**DATASET EXCERPTS:**
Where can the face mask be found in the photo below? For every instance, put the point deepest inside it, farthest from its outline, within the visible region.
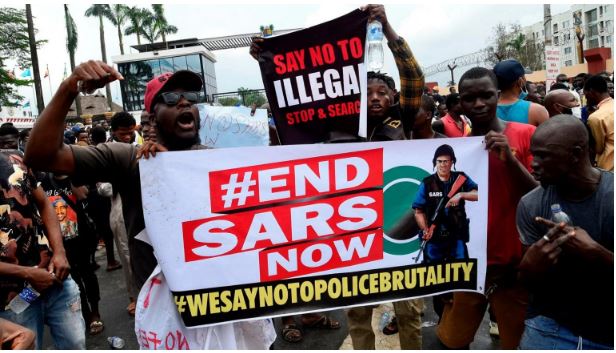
(577, 112)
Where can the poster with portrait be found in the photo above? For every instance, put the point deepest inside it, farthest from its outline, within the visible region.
(272, 231)
(66, 216)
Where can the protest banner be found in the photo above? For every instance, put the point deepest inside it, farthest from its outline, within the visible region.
(315, 79)
(232, 126)
(256, 232)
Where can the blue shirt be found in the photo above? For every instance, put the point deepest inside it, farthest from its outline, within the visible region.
(517, 112)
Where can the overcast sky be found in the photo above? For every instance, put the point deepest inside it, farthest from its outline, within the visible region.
(435, 31)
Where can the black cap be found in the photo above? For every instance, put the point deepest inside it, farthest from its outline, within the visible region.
(444, 150)
(507, 72)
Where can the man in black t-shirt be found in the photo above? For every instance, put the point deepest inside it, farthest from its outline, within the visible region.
(29, 232)
(568, 268)
(169, 99)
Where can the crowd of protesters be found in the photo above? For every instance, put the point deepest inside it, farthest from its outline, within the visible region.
(549, 285)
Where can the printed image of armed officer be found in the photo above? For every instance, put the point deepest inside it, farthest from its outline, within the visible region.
(439, 209)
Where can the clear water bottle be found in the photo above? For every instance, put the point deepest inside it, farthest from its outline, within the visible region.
(559, 216)
(375, 46)
(385, 319)
(23, 300)
(116, 342)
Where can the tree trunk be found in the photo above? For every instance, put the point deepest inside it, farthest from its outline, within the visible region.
(104, 53)
(40, 104)
(121, 39)
(78, 98)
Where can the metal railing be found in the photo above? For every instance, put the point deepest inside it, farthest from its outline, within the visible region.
(241, 96)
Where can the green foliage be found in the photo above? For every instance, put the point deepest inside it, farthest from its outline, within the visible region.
(14, 45)
(14, 40)
(139, 19)
(71, 33)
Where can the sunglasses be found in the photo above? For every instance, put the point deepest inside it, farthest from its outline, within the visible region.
(172, 98)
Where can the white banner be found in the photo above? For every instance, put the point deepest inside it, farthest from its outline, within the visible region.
(267, 231)
(232, 127)
(552, 65)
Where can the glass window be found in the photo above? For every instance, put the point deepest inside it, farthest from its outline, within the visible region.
(193, 63)
(591, 15)
(593, 43)
(179, 63)
(155, 65)
(166, 65)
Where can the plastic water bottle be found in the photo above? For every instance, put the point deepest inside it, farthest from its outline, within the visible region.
(115, 342)
(23, 300)
(375, 46)
(558, 215)
(385, 319)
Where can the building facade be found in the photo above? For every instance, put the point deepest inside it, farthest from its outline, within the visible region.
(596, 22)
(140, 68)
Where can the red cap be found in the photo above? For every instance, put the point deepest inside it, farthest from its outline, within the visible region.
(185, 79)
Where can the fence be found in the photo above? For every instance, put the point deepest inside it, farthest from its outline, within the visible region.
(245, 97)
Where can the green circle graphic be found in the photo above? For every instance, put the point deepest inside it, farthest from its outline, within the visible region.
(400, 184)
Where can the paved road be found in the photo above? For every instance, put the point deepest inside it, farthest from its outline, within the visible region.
(114, 300)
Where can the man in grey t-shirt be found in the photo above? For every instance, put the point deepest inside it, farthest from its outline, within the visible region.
(568, 268)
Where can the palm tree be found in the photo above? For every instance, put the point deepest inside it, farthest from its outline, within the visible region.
(71, 45)
(150, 30)
(100, 10)
(517, 44)
(118, 14)
(161, 23)
(139, 18)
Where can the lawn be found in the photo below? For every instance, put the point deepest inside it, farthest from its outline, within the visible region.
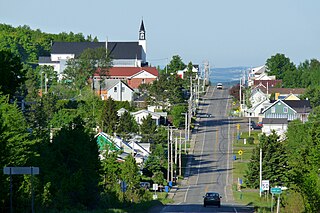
(246, 196)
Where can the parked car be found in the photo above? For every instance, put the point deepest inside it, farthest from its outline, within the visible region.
(255, 125)
(212, 198)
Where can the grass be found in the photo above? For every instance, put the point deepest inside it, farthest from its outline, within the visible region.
(246, 196)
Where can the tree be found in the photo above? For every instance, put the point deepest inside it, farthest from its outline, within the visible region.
(274, 162)
(279, 65)
(80, 70)
(178, 116)
(17, 148)
(72, 168)
(175, 64)
(127, 125)
(130, 174)
(109, 116)
(148, 128)
(11, 72)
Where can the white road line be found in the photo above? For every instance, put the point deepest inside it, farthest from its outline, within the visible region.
(228, 160)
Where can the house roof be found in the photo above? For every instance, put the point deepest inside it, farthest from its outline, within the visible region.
(301, 106)
(269, 83)
(118, 50)
(74, 47)
(46, 60)
(125, 50)
(274, 121)
(258, 70)
(284, 90)
(129, 71)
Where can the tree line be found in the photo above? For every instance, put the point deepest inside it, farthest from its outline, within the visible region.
(49, 123)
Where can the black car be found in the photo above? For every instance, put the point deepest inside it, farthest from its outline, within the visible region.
(212, 198)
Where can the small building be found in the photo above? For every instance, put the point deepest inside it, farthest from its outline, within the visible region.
(279, 125)
(289, 109)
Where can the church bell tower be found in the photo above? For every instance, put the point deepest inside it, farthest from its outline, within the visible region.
(143, 41)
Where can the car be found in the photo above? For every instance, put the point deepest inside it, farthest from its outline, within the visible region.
(212, 198)
(253, 125)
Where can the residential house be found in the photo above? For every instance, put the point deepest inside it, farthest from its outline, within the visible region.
(257, 109)
(195, 70)
(159, 117)
(281, 93)
(279, 125)
(114, 88)
(289, 109)
(254, 73)
(133, 76)
(123, 54)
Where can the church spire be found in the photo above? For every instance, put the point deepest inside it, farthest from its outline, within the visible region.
(142, 32)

**OBJECTIVE:** Rewrite all of the material above, swapping every "farthest from its outline" for "most distant from its boundary" and leaving everything else untouched. Omit the pictures from your version.

**RESULT:**
Where can the face mask be found in the photo below? For every instance, put the point deepest inside it, most distant from its boundary, within the visible region.
(577, 112)
Where can the poster with portrait be found in the photo above? For every instance, put the point deepest inside it, most distant from its boundary, within the visible region.
(272, 231)
(66, 216)
Where can the protest banner be found in the photo above? For every instance, put the point deepest inside it, most distant from its boundary, within the visible region.
(315, 79)
(232, 126)
(256, 232)
Where can the blue shirt be found in the photo above? For every instance, put the point deepest inside it, most distant from its boundary, within the visible region.
(517, 112)
Where can the overcast sky be found in the photo above? For every instance, put the point deepest inside it, most distant from its boundary, within the visible region.
(435, 31)
Where can the black cap be found in the photo above? For every instance, put the point deepest inside it, most distant from its boundary, within the visible region.
(444, 150)
(507, 72)
Where can the man in black t-shirt be found in the photo above? For every instance, put the point deepest inside it, most distant from its boundary, within the visible region.
(29, 232)
(568, 268)
(169, 99)
Where can the crowd of protesters be found in the photo above? For every instance, put the point deepest inside it, most distant from its boundary, within the visible region.
(549, 285)
Where can the printed image of armed officer be found in the photo above? For every instance, put the point deepest inside it, most distant from its boundary, within the visible region.
(439, 209)
Where can the clear water bottle be found in the photo above? For every instance, put the point deepest inside it, most distant from its boundary, within the visible region.
(559, 216)
(375, 46)
(385, 319)
(23, 300)
(116, 342)
Where can the tree trunk be found in the photo above? For every instance, put the point deepest inside it, most distant from its boundary, within the visible region.
(104, 53)
(40, 104)
(121, 39)
(78, 98)
Where can the metal railing be found in the photo above? For every instance, put the point deepest inside it, most distant from its boundary, within the visible region.
(241, 96)
Where can the green foliage be found in the photo above? For every instance, put the point deepest inside it, most distant from its boundary, within the visible region.
(14, 45)
(14, 40)
(139, 19)
(71, 33)
Where can the sunglasses be found in the photo above? For every instance, put the point deepest inside it, most distant from its boundary, within the visible region.
(172, 98)
Where can the white banner be found in the photo above? For every instance, put the point deepest inside it, most distant from its boundary, within the visible region.
(267, 231)
(232, 127)
(552, 65)
Where can the glass window be found in the photo above? For every instance, put the point deepest inside it, most distant from its boundary, within the visible region.
(193, 63)
(591, 15)
(593, 43)
(179, 63)
(155, 65)
(166, 65)
Where can the plastic water bottle be found in the photo above? For every instance, put the point deepest inside it, most distant from its boundary, within the visible region.
(115, 342)
(23, 300)
(375, 46)
(558, 215)
(385, 319)
Where can the building facade be found in the photo above? For every instance, put the point deepest inside it, most distant from its boundary, within the visible region.
(596, 22)
(140, 68)
Where can the red cap be found in the photo above? For every instance, put the point deepest inside it, most distant from its boundary, within the visible region.
(185, 79)
Where can the fence be found in the photo above? For every instance, put the point deepest inside it, most distant from its boundary, within the visible region.
(245, 97)
Where can the green circle graphic be found in the photo above? For every instance, put the point deepest inside it, most distant from its boundary, within the visible region.
(400, 184)
Where can the paved road be found in the photo above? For every instance, put the point deepest inside it, most distant from its boundary, within the visible region.
(114, 300)
Where can the man in grey t-shirt be found in the photo above? For every instance, put the point deepest inside it, most distant from its boundary, within the visible region.
(568, 268)
Where can the palm tree be found in the photo above? For every instance, put the point deepest inside it, most distant from its boundary, within the visible region.
(71, 45)
(150, 30)
(100, 10)
(517, 44)
(118, 14)
(161, 23)
(139, 18)
Where can the lawn be found in the photo below? For every instance, put the point deepest inside it, most distant from its boundary, within the visible region.
(246, 196)
Where can the parked car be found in the photo above? For every instance, put the point deepest inside it, most distant from its boundary, within the visible region.
(255, 125)
(212, 198)
Where can the grass be found in the photo above? For every instance, put the point deepest inside it, most distant from its boundary, within the visible region.
(246, 196)
Where can the tree be found in the photo above? For every instance, put the point deepest inside it, most distant from its boundary, within the visible region.
(274, 162)
(279, 65)
(80, 70)
(178, 116)
(17, 148)
(72, 168)
(175, 64)
(127, 125)
(130, 174)
(109, 116)
(148, 128)
(11, 72)
Where can the white road line be found in the photo above? For every instance, put the point deepest inside it, most distant from its boundary, within the visible region.
(228, 160)
Where can the house roof be found in the photo above? For every instance, put the point deepest inside it, most distant from its boundary, within the visible region.
(301, 106)
(269, 83)
(118, 50)
(74, 47)
(46, 60)
(125, 50)
(274, 121)
(258, 70)
(284, 90)
(129, 71)
Where can the tree line be found in the photo above? For every instance, put the point deepest inside it, most distant from its boundary, within the visible region.
(49, 123)
Where can the black car be found in the photo above? For every instance, put the point deepest inside it, most distant from its boundary, within the visible region.
(212, 198)
Where can the small building be found in the photo above? For every instance, put the point deepest inside it, most distant from its boundary, within the visible region.
(279, 125)
(289, 109)
Where can the church bell tower be found in the photo above? For every instance, put the point deepest inside it, most distant from its boundary, within the visible region.
(143, 41)
Where can the car be found in the photo above? For every instance, put the point deepest inside it, most distant from its boundary, within the visible region.
(212, 198)
(253, 125)
Where can the residential house be found in the photo above? For every instance, put the point deepest inside it, most distant from its boundary, within the visible region.
(257, 109)
(195, 70)
(159, 117)
(281, 93)
(279, 125)
(114, 88)
(289, 109)
(254, 73)
(133, 76)
(123, 54)
Where can the church spire be found in the photo above? For every instance, put the point deepest inside it, most distant from its boundary, within the visible region.
(142, 32)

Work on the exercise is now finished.